Entri set data anotasi
+---+
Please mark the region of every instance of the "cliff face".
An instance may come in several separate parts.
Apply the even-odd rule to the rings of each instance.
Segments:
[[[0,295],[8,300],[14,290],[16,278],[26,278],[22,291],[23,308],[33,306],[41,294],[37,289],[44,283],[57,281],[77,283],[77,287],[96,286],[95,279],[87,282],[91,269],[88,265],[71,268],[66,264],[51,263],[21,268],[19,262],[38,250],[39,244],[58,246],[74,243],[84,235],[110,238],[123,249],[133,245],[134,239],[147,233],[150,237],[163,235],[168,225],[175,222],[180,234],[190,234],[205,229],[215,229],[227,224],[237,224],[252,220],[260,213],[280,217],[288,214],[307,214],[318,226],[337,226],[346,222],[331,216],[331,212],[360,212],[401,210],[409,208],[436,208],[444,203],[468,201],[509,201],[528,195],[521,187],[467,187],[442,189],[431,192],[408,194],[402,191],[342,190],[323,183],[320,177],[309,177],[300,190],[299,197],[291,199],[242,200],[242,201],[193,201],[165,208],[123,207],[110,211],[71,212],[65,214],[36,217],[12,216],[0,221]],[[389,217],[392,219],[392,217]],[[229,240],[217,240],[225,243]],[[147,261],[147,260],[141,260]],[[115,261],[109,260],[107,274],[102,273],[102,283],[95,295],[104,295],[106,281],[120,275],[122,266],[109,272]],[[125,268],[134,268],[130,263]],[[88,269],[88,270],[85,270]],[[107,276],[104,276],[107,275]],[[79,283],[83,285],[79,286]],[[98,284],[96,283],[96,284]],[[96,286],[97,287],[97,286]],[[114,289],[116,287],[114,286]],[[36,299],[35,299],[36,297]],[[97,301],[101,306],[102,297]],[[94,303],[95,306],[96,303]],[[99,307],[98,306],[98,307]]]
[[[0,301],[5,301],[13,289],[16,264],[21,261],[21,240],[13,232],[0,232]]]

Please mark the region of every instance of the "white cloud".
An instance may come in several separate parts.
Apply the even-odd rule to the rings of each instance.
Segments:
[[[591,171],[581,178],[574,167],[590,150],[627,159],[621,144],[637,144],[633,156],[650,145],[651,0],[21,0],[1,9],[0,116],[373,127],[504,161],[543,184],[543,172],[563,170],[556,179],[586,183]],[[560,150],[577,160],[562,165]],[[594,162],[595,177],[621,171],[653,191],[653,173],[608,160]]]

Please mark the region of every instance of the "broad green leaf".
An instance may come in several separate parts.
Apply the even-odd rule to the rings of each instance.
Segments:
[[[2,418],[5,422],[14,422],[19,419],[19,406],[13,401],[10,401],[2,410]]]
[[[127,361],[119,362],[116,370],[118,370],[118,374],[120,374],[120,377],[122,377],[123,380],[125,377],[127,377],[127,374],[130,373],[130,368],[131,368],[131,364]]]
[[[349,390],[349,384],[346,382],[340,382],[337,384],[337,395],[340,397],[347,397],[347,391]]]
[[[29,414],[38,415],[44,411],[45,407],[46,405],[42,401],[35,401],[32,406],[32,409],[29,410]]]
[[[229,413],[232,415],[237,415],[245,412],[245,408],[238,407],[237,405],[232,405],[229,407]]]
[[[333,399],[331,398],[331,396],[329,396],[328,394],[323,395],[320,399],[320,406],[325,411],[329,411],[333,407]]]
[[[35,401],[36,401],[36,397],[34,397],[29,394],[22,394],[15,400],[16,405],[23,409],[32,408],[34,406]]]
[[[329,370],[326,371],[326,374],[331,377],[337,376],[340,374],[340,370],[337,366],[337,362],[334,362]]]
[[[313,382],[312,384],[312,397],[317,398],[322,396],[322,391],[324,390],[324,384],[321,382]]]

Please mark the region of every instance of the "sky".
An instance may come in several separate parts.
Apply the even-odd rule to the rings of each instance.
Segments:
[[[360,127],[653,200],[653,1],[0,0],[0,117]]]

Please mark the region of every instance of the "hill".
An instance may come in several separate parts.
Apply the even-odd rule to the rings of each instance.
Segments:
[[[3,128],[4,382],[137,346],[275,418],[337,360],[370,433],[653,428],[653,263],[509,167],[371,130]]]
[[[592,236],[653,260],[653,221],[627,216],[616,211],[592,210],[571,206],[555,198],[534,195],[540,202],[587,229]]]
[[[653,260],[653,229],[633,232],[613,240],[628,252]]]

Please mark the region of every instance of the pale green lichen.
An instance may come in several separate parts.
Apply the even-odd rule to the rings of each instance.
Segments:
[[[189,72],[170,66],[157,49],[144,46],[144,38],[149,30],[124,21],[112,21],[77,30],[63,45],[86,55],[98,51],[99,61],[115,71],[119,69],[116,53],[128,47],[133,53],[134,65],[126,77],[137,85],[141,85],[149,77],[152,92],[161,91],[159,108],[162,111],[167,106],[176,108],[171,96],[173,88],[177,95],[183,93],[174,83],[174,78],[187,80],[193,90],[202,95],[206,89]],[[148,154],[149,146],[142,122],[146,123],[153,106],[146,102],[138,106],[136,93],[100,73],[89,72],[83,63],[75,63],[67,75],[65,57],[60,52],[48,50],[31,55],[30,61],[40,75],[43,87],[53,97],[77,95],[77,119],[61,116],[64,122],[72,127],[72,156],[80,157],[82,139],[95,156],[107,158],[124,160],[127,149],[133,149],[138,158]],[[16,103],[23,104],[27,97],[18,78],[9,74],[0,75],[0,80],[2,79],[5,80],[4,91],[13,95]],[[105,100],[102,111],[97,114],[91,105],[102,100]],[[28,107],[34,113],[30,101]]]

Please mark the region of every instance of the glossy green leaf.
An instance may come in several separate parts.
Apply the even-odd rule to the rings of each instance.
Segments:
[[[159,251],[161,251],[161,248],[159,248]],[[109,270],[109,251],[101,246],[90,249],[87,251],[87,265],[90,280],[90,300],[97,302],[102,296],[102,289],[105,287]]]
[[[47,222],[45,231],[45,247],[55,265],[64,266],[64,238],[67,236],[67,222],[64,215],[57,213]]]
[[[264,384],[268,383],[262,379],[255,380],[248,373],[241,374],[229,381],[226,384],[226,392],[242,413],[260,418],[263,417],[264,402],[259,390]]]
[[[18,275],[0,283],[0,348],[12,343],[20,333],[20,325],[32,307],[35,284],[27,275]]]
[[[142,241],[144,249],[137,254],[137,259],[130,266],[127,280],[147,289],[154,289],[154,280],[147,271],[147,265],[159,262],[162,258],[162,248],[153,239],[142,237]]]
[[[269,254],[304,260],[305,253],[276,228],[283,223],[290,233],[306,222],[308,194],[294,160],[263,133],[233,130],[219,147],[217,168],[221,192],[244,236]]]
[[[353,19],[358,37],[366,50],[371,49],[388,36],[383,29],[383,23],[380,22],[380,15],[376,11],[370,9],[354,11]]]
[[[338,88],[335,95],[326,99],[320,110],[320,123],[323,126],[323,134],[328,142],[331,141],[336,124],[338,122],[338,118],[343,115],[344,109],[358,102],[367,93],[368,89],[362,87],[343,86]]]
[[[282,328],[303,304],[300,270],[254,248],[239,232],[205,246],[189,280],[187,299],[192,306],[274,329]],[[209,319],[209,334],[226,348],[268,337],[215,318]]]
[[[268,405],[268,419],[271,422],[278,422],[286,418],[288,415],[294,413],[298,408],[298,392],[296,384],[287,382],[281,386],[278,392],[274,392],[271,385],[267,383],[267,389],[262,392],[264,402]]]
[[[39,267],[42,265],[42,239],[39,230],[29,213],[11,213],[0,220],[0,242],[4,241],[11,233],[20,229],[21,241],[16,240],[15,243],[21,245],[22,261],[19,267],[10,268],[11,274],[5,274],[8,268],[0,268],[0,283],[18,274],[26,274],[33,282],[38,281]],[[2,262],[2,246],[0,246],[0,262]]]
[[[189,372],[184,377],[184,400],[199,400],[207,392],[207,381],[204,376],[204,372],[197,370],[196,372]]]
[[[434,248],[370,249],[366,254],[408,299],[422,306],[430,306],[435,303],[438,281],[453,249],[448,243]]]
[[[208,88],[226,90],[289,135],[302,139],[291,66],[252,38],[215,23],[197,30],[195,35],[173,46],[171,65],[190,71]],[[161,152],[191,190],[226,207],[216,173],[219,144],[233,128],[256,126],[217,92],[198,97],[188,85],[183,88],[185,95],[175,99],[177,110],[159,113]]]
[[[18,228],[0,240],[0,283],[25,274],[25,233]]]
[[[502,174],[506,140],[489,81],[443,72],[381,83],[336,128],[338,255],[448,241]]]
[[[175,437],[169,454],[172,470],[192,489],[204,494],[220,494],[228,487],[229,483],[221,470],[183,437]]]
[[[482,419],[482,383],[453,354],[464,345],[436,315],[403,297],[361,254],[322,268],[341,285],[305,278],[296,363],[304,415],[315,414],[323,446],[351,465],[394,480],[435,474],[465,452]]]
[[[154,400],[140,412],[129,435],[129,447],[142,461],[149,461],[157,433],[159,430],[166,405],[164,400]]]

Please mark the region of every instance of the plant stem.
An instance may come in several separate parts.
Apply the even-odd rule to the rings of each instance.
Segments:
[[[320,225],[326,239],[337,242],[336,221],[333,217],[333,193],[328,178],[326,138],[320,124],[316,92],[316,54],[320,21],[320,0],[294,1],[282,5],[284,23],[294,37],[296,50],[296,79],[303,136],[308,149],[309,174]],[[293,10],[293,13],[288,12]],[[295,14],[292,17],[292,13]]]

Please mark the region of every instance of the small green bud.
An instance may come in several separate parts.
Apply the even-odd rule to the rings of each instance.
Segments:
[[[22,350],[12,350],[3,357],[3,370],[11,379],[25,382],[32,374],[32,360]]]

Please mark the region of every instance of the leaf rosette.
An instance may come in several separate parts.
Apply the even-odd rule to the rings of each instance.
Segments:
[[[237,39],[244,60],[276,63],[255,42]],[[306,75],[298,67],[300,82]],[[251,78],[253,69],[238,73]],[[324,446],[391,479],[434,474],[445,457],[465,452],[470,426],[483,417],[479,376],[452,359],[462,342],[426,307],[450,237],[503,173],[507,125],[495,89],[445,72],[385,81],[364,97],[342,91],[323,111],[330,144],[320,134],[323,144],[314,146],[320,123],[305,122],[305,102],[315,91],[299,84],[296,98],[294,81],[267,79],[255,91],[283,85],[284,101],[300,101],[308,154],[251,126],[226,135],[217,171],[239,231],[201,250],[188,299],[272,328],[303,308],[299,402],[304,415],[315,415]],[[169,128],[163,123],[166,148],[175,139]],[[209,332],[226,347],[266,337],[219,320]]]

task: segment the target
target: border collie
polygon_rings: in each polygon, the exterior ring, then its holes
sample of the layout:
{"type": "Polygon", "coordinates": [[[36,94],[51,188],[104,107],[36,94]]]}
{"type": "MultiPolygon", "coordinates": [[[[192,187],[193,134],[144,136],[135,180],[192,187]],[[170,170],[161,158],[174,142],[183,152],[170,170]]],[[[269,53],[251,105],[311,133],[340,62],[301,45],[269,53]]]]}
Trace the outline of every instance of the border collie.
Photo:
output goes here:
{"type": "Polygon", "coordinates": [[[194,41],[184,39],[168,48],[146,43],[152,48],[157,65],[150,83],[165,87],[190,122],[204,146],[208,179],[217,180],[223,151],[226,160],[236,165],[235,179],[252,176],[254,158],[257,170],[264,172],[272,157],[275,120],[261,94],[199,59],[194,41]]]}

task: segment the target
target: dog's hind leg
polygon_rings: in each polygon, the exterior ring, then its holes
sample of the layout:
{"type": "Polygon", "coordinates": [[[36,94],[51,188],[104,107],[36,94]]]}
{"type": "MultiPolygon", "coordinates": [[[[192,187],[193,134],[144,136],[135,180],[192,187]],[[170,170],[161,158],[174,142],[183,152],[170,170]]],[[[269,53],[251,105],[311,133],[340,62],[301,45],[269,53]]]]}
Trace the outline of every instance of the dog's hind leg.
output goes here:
+---+
* Ketentuan Tugas
Ada berapa baris dalam item di atas yang memuat kata "region"? Hitung dengan membedakan huruf besar dan kecil, lalu berikan angkanya saja.

* Hasil Tugas
10